Cognitive Decline and PTSD Symptoms Linked In Large Study Of Civilian Women

January 20, 2017

Living through a traumatic event is an unfortunate reality for many people with each episode resulting in varying recovery timelines and potentially long-term effects. When lasting effects result in daily challenges to normal activities, a diagnosis of post-traumatic stress disorder (PTSD) can trigger a treatment protocol of medications, counseling and support to help manage ongoing avoidance and arousal symptoms, and the cognitive decline that can often occur simultaneously.

Numerous events can cause PTSD, such as personal assaults, serious accidents and weather disasters, affecting both men and women, but research studies have primarily focused on male veterans and the armed conflicts that they endured. While much has been learned from this focus, there is a need to understand the longitudinal cognitive effects of PTSD on women.

### Information provided
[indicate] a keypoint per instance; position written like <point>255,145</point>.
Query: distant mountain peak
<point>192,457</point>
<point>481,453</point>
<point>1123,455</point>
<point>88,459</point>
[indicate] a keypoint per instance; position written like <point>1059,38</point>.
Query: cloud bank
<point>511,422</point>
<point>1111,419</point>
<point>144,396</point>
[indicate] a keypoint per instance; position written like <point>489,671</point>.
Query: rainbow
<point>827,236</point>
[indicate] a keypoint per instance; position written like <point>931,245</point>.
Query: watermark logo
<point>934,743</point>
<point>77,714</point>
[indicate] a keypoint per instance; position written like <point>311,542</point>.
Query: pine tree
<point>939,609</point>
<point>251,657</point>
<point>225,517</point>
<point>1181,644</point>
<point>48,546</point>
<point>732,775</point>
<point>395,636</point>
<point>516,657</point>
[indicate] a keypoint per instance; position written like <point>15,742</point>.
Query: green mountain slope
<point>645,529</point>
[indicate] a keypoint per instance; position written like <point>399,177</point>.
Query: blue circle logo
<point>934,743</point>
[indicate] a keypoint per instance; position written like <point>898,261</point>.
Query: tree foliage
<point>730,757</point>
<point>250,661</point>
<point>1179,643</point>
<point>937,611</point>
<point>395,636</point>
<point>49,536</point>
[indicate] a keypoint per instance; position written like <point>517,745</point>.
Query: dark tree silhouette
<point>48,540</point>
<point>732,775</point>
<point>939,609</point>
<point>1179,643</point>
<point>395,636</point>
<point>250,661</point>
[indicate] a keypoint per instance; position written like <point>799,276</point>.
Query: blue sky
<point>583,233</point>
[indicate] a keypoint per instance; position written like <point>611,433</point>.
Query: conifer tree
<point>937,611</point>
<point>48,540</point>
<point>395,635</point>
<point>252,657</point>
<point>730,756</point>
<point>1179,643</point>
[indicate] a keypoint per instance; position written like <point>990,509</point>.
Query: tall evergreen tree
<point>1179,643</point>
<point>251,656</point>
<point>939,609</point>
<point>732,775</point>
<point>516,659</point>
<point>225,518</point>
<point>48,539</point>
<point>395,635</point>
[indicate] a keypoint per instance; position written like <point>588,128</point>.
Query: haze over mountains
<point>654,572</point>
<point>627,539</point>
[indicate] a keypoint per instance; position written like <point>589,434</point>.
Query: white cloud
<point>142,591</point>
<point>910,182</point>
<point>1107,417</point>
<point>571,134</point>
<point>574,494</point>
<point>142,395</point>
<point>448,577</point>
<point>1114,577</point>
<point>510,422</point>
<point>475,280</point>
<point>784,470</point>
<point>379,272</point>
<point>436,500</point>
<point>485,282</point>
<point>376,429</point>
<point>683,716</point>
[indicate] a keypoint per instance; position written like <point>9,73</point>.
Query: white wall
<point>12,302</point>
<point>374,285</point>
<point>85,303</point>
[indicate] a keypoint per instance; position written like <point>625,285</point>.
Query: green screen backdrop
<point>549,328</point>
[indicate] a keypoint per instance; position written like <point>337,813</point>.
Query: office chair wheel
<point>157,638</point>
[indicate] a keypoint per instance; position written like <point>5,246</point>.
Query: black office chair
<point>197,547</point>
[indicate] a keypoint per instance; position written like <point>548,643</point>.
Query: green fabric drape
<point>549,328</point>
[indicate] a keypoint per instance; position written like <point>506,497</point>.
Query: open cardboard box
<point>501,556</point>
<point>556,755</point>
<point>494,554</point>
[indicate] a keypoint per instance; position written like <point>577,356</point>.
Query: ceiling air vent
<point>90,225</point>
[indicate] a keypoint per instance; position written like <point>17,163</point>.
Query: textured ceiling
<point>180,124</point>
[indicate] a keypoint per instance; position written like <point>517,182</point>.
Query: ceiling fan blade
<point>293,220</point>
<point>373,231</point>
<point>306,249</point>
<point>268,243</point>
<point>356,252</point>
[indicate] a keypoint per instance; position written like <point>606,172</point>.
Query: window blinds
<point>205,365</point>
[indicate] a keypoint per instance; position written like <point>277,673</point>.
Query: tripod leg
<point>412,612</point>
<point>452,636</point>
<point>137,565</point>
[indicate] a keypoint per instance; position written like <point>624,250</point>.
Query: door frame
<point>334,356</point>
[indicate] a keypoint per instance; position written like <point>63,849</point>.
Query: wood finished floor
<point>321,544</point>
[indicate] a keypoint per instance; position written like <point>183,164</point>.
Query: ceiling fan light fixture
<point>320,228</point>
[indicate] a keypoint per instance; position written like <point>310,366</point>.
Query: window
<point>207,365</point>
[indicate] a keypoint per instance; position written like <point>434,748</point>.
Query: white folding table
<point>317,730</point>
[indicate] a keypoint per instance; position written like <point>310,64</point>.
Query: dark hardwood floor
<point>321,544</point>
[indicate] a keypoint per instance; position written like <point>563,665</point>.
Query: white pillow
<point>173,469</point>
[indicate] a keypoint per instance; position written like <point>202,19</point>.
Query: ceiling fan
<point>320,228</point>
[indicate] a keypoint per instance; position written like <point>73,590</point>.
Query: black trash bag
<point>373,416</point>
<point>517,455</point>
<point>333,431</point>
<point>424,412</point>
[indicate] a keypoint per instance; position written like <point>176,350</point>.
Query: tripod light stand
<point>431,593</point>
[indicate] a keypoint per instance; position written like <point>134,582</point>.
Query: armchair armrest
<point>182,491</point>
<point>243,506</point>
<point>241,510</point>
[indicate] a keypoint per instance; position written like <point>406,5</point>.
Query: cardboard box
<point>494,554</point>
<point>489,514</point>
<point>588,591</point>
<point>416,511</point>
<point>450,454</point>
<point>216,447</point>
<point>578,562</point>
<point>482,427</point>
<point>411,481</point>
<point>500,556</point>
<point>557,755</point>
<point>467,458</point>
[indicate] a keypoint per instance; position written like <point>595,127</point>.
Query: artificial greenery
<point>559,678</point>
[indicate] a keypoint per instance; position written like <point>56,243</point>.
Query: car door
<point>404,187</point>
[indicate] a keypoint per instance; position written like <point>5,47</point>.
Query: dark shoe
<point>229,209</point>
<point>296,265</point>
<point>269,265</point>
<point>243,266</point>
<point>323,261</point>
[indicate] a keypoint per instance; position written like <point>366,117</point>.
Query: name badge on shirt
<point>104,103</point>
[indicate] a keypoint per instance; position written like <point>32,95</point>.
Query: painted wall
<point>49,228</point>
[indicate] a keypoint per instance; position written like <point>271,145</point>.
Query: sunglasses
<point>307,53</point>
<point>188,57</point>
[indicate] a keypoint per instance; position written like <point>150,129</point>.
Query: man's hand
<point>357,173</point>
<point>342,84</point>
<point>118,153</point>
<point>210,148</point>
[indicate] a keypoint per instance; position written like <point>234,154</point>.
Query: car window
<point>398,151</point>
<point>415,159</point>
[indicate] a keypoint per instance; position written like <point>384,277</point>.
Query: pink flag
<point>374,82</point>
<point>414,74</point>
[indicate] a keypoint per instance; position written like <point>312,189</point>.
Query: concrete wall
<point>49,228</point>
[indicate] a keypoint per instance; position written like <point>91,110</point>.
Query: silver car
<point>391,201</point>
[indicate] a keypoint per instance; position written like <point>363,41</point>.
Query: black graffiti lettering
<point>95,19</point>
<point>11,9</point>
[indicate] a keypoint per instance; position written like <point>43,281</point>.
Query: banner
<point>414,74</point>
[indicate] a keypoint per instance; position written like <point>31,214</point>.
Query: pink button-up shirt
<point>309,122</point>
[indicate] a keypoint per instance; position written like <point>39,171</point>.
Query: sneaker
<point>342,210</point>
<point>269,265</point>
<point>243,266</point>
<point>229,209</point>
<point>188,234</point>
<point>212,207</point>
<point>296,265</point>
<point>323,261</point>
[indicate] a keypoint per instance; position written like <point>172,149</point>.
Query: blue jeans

### About this exercise
In the article on PTSD and cognitive decline in women, which group have research studies mainly focused on?

### Exercise solution
Male veterans and the armed conflicts they endured.